Copy the data from the line that contains "Retail shelf-audit station: indicate every instance of the wet" to its last line, exactly, including both of those lines and leaving out everything before.
··········
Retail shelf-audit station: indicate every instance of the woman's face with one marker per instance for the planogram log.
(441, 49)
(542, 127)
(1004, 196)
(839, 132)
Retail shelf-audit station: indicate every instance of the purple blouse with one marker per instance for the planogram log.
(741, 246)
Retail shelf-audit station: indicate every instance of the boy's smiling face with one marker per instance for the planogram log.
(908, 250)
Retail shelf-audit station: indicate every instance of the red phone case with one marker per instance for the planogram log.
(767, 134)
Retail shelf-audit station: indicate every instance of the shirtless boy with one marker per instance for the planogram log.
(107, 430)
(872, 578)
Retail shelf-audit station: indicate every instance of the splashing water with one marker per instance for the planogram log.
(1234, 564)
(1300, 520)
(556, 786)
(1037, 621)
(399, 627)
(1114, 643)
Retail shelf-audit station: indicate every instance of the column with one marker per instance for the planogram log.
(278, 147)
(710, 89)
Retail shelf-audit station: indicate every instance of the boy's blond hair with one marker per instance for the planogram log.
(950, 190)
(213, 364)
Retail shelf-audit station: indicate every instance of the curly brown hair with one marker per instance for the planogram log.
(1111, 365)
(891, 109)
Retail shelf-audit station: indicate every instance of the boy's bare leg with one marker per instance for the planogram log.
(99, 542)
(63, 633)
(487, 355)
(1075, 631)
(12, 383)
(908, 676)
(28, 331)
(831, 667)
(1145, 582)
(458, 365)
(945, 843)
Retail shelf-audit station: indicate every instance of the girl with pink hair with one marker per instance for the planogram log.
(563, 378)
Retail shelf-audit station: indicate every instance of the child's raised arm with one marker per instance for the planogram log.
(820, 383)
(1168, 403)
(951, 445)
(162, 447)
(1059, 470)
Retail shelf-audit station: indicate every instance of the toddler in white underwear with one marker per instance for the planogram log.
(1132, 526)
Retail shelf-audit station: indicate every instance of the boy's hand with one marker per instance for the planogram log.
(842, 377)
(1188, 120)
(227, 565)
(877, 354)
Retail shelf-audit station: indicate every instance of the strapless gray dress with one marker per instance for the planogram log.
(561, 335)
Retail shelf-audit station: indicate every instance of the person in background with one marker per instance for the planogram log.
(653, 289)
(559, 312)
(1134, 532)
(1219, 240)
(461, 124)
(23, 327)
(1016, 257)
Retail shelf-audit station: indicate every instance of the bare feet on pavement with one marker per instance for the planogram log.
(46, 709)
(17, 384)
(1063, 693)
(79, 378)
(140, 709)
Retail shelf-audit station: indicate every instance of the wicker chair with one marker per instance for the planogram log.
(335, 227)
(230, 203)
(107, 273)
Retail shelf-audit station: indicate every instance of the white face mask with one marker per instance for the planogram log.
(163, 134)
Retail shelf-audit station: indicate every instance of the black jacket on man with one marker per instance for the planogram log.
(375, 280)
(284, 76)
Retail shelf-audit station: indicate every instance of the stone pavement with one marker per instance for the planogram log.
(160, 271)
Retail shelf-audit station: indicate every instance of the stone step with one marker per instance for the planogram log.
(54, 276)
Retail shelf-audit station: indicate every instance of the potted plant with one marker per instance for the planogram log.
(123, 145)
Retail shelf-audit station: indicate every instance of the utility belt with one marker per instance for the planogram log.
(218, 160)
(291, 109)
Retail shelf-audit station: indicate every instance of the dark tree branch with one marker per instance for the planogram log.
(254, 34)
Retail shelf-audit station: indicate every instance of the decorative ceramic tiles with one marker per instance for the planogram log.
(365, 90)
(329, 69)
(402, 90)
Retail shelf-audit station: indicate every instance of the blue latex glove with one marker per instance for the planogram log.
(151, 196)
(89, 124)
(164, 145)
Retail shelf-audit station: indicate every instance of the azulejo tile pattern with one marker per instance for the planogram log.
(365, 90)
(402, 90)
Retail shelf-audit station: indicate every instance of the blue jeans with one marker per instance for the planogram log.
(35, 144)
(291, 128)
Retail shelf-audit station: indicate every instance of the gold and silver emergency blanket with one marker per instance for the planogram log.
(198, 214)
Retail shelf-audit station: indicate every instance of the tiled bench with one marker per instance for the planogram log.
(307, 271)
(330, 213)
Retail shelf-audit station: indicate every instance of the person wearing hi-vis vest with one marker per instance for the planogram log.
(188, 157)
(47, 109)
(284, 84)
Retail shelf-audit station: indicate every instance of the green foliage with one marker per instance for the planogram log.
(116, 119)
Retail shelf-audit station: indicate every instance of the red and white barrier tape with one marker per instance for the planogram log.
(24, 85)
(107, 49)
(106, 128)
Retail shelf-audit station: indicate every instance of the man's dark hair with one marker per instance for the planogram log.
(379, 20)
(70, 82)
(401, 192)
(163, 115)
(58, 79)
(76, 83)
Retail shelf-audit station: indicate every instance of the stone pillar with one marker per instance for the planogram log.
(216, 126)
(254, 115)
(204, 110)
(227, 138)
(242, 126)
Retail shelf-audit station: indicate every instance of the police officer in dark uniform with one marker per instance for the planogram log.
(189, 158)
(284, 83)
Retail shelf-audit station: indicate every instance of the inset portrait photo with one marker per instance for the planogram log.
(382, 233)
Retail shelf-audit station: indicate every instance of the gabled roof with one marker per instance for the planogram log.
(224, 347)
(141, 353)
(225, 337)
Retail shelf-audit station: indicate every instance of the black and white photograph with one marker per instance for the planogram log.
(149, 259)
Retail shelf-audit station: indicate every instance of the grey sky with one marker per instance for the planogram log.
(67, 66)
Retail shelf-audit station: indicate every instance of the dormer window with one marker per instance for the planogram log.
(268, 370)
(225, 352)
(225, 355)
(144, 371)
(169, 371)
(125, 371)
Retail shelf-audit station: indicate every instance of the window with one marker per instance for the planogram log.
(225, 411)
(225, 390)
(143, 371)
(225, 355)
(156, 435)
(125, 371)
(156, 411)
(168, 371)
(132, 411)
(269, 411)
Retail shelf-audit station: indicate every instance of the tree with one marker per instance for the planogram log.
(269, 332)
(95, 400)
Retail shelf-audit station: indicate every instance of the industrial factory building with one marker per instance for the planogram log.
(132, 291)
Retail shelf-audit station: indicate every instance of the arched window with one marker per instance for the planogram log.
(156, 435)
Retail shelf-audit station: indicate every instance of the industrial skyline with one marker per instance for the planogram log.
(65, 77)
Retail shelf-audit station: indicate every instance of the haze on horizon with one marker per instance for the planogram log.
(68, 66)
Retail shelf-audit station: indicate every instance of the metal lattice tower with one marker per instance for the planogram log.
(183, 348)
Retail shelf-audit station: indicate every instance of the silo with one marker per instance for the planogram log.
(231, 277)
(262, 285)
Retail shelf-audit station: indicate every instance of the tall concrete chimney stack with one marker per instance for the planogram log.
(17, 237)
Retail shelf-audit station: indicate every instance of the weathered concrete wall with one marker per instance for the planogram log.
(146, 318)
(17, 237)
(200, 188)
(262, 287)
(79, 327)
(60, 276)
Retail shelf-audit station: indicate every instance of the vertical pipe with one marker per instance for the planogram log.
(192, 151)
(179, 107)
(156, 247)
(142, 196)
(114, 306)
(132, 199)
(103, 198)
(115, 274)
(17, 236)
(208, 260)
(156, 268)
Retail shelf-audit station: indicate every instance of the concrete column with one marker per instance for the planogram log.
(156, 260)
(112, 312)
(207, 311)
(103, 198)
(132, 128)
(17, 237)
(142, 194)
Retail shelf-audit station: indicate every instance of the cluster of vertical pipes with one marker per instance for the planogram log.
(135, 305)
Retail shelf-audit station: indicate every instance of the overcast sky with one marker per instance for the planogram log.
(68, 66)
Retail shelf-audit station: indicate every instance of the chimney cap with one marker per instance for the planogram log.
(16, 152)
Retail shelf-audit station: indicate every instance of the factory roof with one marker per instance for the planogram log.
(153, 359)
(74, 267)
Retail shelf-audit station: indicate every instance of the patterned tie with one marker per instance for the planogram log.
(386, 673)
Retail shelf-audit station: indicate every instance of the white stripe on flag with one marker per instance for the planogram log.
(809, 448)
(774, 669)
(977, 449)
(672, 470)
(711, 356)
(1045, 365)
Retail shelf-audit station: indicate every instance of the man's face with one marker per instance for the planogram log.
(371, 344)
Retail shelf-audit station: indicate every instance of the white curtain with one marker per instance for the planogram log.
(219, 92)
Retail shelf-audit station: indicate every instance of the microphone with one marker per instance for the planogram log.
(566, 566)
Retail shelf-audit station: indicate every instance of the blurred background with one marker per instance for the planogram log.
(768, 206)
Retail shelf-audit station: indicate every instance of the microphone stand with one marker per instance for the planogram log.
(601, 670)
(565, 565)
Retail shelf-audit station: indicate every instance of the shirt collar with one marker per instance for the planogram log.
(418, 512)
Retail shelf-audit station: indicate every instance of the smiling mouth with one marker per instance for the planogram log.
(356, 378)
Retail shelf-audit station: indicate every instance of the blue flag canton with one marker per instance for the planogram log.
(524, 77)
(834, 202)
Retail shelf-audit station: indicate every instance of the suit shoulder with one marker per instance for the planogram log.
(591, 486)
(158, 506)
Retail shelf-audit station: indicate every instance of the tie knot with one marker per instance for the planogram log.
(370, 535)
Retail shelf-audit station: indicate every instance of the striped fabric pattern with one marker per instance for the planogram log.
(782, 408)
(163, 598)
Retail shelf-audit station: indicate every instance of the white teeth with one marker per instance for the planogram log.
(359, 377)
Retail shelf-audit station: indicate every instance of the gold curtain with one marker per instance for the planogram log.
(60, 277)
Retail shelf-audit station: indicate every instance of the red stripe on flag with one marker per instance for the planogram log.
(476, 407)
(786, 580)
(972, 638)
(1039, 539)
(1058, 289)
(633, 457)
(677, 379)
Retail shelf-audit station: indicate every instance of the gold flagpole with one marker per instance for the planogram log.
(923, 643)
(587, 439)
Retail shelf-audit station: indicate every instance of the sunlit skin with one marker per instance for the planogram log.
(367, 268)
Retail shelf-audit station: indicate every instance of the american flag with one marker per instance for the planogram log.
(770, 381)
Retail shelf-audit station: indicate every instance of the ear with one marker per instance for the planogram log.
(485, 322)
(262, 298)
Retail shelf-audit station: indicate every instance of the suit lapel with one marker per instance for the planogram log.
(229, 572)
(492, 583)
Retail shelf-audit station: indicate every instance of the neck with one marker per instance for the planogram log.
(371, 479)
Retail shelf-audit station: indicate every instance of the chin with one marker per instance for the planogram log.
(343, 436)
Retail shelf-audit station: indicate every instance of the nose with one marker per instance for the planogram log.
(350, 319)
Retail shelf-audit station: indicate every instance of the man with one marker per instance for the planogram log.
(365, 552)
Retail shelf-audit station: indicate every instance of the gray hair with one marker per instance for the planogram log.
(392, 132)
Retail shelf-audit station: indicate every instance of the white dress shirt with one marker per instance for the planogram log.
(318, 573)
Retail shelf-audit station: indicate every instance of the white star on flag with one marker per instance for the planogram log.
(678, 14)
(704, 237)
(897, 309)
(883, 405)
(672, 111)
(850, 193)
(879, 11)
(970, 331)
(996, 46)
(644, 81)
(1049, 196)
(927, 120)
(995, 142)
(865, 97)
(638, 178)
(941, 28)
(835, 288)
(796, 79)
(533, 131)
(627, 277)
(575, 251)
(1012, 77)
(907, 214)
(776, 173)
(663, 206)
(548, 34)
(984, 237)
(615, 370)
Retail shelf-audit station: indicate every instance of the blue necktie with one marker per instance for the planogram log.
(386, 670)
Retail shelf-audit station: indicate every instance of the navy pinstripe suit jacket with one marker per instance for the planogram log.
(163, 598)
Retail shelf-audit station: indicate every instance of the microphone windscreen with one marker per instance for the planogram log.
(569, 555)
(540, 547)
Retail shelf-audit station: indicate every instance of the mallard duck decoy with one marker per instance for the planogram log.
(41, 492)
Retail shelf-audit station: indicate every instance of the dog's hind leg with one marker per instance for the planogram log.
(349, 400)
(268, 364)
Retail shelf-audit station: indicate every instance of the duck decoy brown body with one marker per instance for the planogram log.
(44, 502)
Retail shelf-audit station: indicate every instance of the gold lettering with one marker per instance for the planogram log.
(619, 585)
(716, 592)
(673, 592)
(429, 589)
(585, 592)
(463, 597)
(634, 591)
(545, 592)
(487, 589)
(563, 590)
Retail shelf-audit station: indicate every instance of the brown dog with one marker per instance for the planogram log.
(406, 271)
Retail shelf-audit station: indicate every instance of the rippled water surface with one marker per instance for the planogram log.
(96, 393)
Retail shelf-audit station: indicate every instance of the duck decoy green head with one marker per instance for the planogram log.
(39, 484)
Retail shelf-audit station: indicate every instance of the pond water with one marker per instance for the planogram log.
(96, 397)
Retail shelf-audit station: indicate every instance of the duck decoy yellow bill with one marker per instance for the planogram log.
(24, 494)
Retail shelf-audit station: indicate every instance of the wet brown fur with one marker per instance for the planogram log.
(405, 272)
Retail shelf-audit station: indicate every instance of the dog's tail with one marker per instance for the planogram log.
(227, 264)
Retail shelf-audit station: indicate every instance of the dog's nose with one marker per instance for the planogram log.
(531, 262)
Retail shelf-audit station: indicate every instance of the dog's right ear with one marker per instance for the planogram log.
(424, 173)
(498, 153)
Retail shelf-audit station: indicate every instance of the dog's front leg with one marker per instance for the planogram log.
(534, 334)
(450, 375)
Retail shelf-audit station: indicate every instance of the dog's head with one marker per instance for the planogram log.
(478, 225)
··········
**Reply to the exercise:**
Retail shelf-audit station: indicate every instance of the wet brown fur with one marker per instance for the planogram log.
(405, 272)
Retail shelf-audit station: indicate every instance of the dog's tail with one marker per instance for the planogram log.
(227, 264)
Retail shelf-audit station: indicate every instance of the dog's nose with one marker per instance for the planogram log.
(531, 262)
Retail shelf-audit station: indicate every instance of the dog's right ear with one marker per instance for the planogram log.
(424, 173)
(498, 153)
Retail shelf-audit station: indicate every instance of the dog's front leg with one marker per instance for the planogram log.
(534, 334)
(450, 375)
Retail shelf-audit station: indicate every instance of the dog's head with one marker per instance for the planogram log.
(478, 225)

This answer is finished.